Requirements: Copy out the entries starting with the line containing "Note: we are tagging the green canoe" and going on through the line containing "[(997, 770), (519, 757)]", changing "brown hair" to "auburn hair" and keeping everything else the same.

***** Material provided *****

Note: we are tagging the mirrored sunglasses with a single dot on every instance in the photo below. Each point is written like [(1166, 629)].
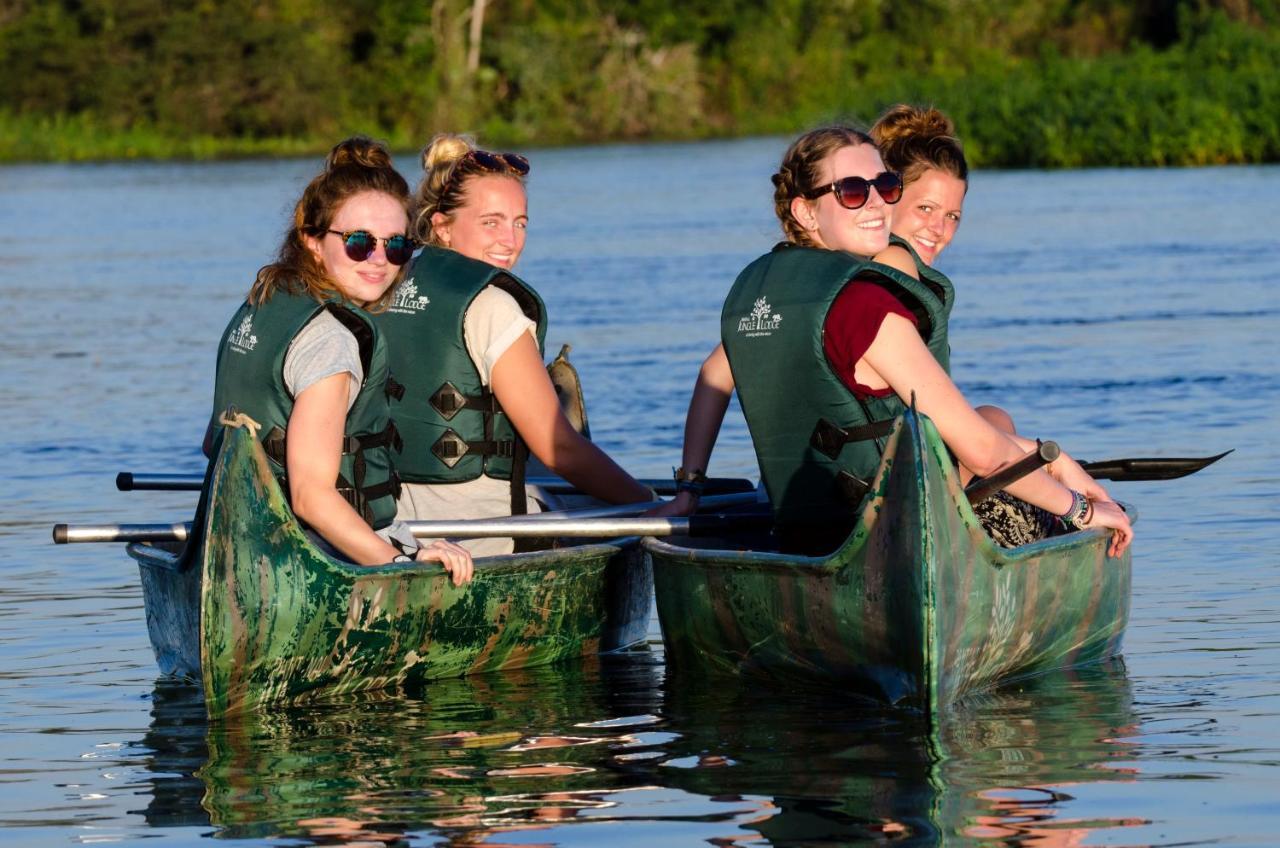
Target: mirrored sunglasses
[(361, 244), (853, 192)]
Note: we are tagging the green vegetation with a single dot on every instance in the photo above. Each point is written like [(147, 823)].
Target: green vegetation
[(1029, 82)]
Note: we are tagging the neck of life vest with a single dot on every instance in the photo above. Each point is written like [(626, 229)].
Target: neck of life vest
[(818, 445), (251, 378), (452, 425)]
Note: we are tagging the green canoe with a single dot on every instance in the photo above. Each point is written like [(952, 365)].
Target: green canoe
[(918, 606), (259, 614)]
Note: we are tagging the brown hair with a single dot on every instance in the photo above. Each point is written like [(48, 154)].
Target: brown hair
[(801, 169), (446, 168), (355, 165), (913, 140)]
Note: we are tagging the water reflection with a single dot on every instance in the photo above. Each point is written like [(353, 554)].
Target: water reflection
[(997, 770), (519, 757)]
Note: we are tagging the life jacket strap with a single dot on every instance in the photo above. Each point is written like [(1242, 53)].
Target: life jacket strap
[(355, 492), (830, 438), (452, 447), (448, 401)]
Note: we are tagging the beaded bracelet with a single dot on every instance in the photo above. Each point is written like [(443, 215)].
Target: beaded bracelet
[(1080, 511)]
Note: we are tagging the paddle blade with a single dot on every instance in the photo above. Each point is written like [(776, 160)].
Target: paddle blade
[(1150, 469)]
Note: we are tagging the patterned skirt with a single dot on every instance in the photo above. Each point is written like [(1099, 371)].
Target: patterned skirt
[(1011, 521)]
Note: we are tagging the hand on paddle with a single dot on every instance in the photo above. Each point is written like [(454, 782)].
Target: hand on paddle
[(1106, 513), (684, 504), (1069, 473), (455, 559), (1110, 515)]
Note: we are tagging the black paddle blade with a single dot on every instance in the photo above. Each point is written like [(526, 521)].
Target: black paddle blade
[(1150, 469)]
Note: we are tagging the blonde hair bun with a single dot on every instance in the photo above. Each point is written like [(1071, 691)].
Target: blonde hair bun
[(446, 149)]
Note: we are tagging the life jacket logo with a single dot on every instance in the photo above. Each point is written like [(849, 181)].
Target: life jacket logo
[(760, 322), (243, 340), (407, 300)]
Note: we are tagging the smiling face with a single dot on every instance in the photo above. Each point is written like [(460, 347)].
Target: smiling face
[(929, 213), (374, 212), (859, 231), (490, 224)]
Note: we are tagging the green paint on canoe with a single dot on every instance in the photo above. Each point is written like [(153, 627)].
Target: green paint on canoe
[(280, 620), (918, 606)]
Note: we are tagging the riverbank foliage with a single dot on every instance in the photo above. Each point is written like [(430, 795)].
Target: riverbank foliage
[(1029, 82)]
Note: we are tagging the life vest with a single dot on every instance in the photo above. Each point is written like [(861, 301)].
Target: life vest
[(818, 445), (452, 425), (945, 291), (251, 378)]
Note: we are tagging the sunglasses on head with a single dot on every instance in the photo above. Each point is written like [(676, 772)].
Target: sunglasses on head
[(497, 162), (361, 244), (853, 192)]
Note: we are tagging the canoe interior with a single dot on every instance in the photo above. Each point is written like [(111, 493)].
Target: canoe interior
[(918, 607), (259, 614)]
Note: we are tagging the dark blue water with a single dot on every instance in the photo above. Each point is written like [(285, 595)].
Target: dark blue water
[(1118, 311)]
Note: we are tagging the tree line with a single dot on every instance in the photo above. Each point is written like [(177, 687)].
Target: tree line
[(1029, 82)]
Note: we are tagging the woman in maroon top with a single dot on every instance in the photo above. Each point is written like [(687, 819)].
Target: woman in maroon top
[(872, 341)]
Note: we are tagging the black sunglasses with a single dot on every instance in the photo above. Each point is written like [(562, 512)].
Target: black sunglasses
[(853, 192), (497, 162), (361, 244)]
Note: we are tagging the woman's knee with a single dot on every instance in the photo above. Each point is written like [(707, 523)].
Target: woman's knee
[(997, 418)]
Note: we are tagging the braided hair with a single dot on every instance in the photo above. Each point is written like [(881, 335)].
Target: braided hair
[(801, 169), (355, 165)]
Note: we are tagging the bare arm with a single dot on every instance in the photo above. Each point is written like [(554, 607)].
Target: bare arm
[(526, 395), (312, 457), (702, 424), (900, 359)]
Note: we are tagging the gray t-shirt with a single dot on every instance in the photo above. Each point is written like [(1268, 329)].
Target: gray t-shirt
[(321, 349)]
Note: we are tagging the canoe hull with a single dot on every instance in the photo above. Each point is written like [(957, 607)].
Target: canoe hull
[(263, 615), (917, 607)]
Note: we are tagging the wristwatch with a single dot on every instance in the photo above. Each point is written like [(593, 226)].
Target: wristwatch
[(693, 482)]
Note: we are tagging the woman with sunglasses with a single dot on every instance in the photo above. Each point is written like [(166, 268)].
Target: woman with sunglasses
[(305, 360), (821, 338), (465, 337)]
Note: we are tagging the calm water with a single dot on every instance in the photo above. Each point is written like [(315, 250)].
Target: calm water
[(1118, 311)]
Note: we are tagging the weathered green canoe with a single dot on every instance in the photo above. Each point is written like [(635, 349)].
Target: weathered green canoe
[(259, 614), (917, 607)]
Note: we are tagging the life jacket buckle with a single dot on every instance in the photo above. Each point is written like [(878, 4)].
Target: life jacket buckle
[(449, 448), (448, 401), (828, 438)]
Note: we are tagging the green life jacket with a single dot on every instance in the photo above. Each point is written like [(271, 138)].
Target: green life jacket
[(452, 424), (251, 378), (818, 445), (945, 291)]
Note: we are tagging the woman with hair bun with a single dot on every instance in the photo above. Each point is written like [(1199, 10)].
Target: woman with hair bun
[(920, 144), (466, 338), (304, 358), (832, 329)]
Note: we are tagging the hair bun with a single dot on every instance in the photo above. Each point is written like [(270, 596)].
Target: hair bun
[(359, 150), (915, 122), (444, 150)]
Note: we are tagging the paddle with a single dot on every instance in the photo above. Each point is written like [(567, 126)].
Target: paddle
[(987, 486), (460, 529), (606, 521), (129, 482), (1150, 469)]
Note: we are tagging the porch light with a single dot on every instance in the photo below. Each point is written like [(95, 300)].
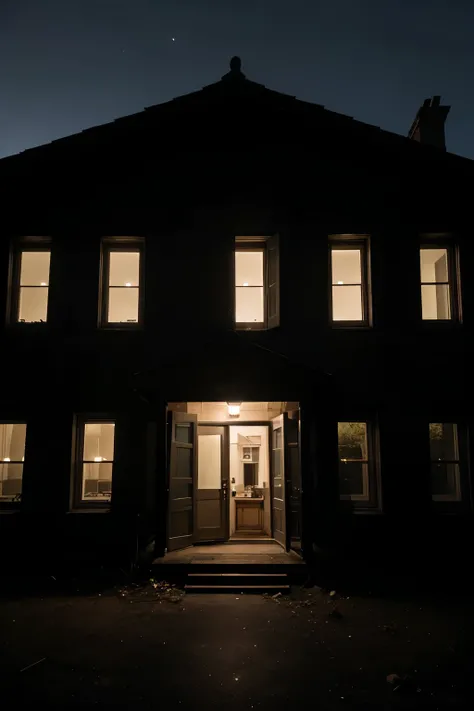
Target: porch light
[(234, 408)]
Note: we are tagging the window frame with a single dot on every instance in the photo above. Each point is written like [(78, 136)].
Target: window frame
[(37, 244), (352, 242), (116, 244), (370, 502), (15, 505), (462, 466), (247, 244), (452, 252), (77, 502)]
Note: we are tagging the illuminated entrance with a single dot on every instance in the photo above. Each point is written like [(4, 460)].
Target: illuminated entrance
[(234, 473)]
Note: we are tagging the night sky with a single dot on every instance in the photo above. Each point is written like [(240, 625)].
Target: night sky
[(66, 65)]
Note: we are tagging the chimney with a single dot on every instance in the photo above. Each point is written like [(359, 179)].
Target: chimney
[(428, 126)]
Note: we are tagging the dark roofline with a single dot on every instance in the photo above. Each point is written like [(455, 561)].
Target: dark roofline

*****

Correct output:
Note: we are tagging the green canoe with a single dot on every instance in the photo above. Each point is written like [(952, 365)].
Target: green canoe
[(918, 606), (259, 614)]
Note: we are tagging the auburn hair with a single dot on every instance in the photo above. Each point is written like [(48, 154)].
Target: auburn hair
[(801, 169), (446, 168), (355, 165), (913, 140)]
Note: we are tagging the water reflection with a single dot on every instance in the photo above. Each point is written like [(353, 554)].
Target: water reflection
[(997, 770), (519, 757)]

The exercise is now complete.